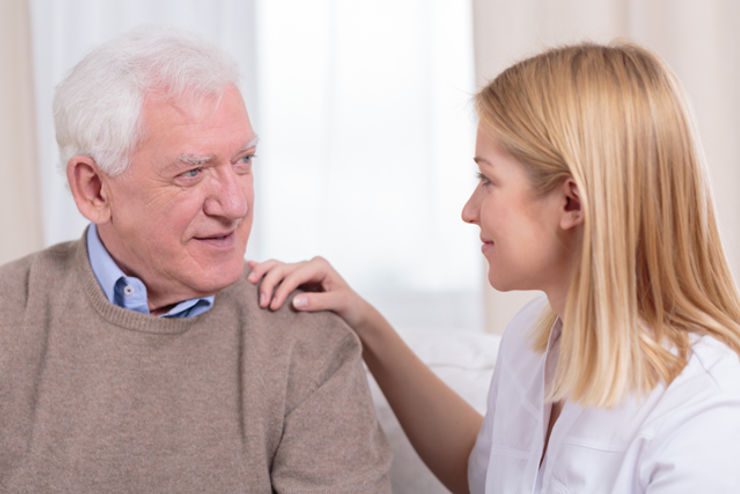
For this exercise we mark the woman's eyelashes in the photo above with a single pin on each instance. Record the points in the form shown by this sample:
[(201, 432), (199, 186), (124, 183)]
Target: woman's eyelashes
[(483, 180)]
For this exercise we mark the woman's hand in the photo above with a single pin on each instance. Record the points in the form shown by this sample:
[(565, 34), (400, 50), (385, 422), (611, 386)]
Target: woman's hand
[(325, 288)]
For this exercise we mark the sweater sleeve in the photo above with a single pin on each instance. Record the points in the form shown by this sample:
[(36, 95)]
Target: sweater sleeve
[(331, 439)]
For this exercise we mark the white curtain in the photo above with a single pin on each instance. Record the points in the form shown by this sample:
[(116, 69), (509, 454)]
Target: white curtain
[(20, 218), (366, 147), (699, 41)]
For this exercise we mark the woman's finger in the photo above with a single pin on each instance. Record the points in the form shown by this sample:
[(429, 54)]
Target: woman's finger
[(304, 273)]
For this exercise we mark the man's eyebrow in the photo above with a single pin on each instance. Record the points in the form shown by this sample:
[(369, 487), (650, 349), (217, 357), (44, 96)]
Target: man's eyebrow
[(247, 146), (203, 159), (195, 159)]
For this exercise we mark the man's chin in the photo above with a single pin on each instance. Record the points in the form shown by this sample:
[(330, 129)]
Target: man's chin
[(221, 279)]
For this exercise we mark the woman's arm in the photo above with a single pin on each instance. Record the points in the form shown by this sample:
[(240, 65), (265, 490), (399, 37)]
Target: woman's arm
[(441, 426)]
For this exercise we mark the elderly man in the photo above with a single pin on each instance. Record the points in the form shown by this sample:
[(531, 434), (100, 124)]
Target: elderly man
[(137, 359)]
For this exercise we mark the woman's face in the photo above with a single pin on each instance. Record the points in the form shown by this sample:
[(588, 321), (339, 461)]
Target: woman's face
[(523, 234)]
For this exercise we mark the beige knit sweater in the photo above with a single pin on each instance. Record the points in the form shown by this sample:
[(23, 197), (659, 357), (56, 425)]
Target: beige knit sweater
[(95, 398)]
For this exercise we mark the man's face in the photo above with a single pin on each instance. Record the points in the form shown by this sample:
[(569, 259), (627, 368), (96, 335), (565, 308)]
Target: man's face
[(180, 215)]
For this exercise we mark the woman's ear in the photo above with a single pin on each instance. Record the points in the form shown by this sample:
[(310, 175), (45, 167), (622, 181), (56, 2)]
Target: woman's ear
[(89, 188), (572, 213)]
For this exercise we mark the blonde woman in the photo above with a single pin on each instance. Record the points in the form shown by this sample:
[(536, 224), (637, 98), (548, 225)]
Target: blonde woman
[(626, 376)]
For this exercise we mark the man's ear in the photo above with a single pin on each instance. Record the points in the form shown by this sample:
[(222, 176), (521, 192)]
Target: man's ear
[(572, 212), (89, 188)]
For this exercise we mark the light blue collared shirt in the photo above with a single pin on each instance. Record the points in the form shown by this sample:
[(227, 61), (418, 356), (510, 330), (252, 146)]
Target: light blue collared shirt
[(129, 292)]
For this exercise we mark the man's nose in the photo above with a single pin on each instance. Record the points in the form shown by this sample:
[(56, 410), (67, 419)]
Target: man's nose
[(228, 196)]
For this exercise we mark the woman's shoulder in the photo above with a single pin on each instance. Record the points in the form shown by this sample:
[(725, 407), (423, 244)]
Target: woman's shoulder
[(519, 332), (710, 379), (693, 434)]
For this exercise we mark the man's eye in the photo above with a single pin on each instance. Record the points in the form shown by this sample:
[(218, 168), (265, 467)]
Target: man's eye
[(247, 159), (244, 165), (194, 173)]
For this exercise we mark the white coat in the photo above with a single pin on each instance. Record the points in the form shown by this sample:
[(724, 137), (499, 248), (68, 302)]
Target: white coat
[(683, 438)]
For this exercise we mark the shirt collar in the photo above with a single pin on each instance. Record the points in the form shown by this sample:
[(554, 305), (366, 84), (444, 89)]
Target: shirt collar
[(129, 292)]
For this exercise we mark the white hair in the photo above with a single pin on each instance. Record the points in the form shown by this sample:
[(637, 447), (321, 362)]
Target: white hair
[(97, 107)]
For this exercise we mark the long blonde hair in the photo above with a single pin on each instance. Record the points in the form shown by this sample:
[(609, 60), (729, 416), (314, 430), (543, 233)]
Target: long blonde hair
[(652, 269)]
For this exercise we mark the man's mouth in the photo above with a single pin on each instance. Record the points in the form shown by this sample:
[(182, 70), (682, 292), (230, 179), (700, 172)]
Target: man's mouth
[(221, 240)]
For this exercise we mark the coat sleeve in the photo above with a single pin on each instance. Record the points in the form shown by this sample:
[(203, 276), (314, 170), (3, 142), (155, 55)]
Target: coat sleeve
[(332, 441)]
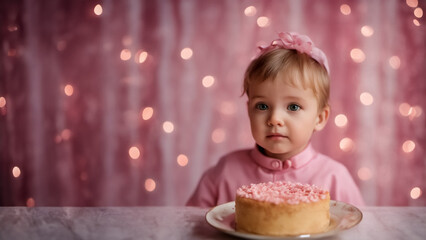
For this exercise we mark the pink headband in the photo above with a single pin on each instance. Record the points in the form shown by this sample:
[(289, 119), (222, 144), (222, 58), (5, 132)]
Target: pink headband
[(301, 43)]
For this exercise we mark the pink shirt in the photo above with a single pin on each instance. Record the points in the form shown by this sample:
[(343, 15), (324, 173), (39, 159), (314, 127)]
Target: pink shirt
[(219, 184)]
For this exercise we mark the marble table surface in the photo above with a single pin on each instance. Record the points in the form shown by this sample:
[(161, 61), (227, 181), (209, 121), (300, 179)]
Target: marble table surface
[(178, 223)]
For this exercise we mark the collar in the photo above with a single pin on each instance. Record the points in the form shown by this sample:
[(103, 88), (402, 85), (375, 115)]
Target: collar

To be done » Copy out every entry above word for word, omitting the pictures.

Output for this exercise »
For this exercise we mark the woman's eyelashes in the photo above with a single pin on each instance. Record the points in the form shown by this sample:
[(201, 432), (199, 186), (124, 183)]
Target: woman's eyelashes
[(483, 180)]
For this exercise we mark the woman's hand in the photo above with a single pin on each instance. Record the points in the form shown by this sample:
[(565, 34), (400, 50), (385, 422), (611, 386)]
Target: woman's hand
[(325, 288)]
For this exercise we mark the sweater sleeve in the photo above with a single pin on each instance. Record the points in the form shown by this sample:
[(36, 95)]
Target: sweater sleeve
[(331, 439)]
For this exercise we mark the white curtain in the photo above with a single pin on each instance. Record the points in the form shown by this sample:
[(116, 69), (509, 454)]
Target: white curtain
[(20, 218), (366, 147), (699, 41)]
For this exercise we mark the woman's finger in the photo above with a single pin on each instance. Record the points in the form shown by this sample:
[(429, 54)]
Target: woman's finger
[(304, 273)]
For this exercise we mark the man's eyebrow in the photo above with a single pin on each instance. Record the points in the form shown by this sample:
[(369, 487), (650, 349), (217, 357), (44, 96)]
Target: man's eyebrow
[(247, 146), (203, 159), (195, 159)]
For this exercise we mark the man's chin in the photo above with a single pin on each instance. Record the points in the form shown by this sample:
[(330, 129)]
Target: man's chin
[(221, 279)]
For this exercise we mark the woman's arm in the photo above with a single pin on each instance. Record the points in the form shown by this sample:
[(240, 65), (265, 490), (399, 37)]
Target: woman's arm
[(441, 426)]
For this exercise we mark the elderly man in the photo above with a single pin on each instance. Record the points in the form shown by this sample:
[(531, 434), (100, 124)]
Target: elderly man
[(137, 359)]
For this exercise we mark the woman's face in the photo above with a single pin on each instance. Record the points in the form shown by this sample:
[(588, 321), (339, 461)]
Target: woman's face
[(523, 234)]
For this exercise we mark the beige knit sweater in the photo above with a single pin on each instance. Record the points in the form shown by this sample:
[(23, 197), (659, 357), (56, 425)]
Target: beige knit sweater
[(95, 398)]
For this exercise we mark the man's face in the photo above with a single pin on each instance. Record the points in the form shown by this sample:
[(569, 259), (627, 368), (96, 335), (565, 308)]
Target: man's face
[(180, 215)]
For this exercise we mark the woman's ear in the photo above with a single pin on each instance. Record the points in the form shown by this sample:
[(310, 175), (45, 167), (622, 181), (56, 2)]
Target: woman's ear
[(89, 188), (572, 213)]
For this exercise we mark the blonde woman in the photo above with a single pin on each instance. Record the points in the form shown by this sample:
[(536, 224), (637, 98), (548, 225)]
Target: blonde woman
[(626, 376)]
For this exercise we mark the man's ear in the photo above with a single pin on each instance. Record the points in the form shown by this sample:
[(222, 176), (521, 192)]
Target: man's ear
[(572, 212), (89, 188)]
For this exercise we mark the light blue collared shirt in the photo above with a single pin on each instance. Record the points in the form shown by this sample:
[(227, 61), (418, 356), (510, 330), (252, 146)]
Target: light blue collared shirt
[(129, 292)]
For this exercise we mark the man's nose in the photo above with a single pin on each instance. Record the points in the form shown by this sample:
[(56, 410), (67, 419)]
Target: man's nose
[(228, 196)]
For this exercise we mark the woman's shoulder in the photo above with a single pin on each instance. Record the points in the form shown by this sample:
[(725, 407), (423, 244)]
Target: woman's shoulder
[(519, 332), (710, 379), (693, 434)]
For this exercise we mark the man's eye in the photo above with a single pin on each instance. Record the points in the form shown by this sample:
[(218, 168), (265, 467)]
Target: man's eye
[(247, 159), (244, 165), (194, 173)]
For this exercise we mark the white coat in the photo above with a single pin on each instance. Record the points in the form shown by this sample:
[(724, 137), (499, 248), (68, 302)]
Target: white coat
[(683, 438)]
For this exercise we mark the shirt collar in the photo above with a single pin on each instance. Record the points in the form shown by this sample:
[(554, 305), (366, 84), (444, 89)]
Target: shirt collar
[(129, 292)]
For this exercise we mark the white hair in the photo above with a single pin on each instance. Record the points in the form shown by this sample:
[(637, 447), (321, 362)]
Target: white hair
[(97, 107)]
For this exercise we mark the long blonde hair in the photo above with a single pin on each instance. Record the points in the form shown by this sample:
[(609, 60), (729, 416), (314, 430), (543, 233)]
Target: long blonde hair
[(652, 269)]
For this exercise we mark the man's mouth in the photo above with a single pin on each instance. Record the points in the form shown by this sample:
[(182, 70), (682, 292), (230, 179), (700, 172)]
Target: man's mouth
[(221, 240)]
For this exercise we mark the coat sleeve in the photo above with a single pin on each instance. Record the points in the form shown by this sample:
[(203, 276), (314, 170), (3, 142), (155, 55)]
Target: coat sleeve
[(332, 441)]
For this exercise we mark the pink headband in the photo above with a single pin on each instance. Record the points in the form shown by this sample:
[(289, 119), (222, 144), (222, 58), (5, 132)]
Target: pink headband
[(301, 43)]
For this exercise we mark the pink shirt in the photo above with a single pin on each instance. Record the points in the form shown by this sample:
[(343, 15), (324, 173), (39, 159), (314, 127)]
Target: pink shirt
[(219, 184)]
For this exercise we mark the marble table surface in the photo above with a single pin on each instance. Record the points in the form shown by this sample:
[(161, 61), (227, 181), (209, 121), (300, 179)]
Target: marble table surface
[(178, 223)]
For this exercise we mark the collar in the photo above with a single pin on each instance. Record the points in the form shown by this sample:
[(103, 88), (402, 85), (375, 115)]
Target: collar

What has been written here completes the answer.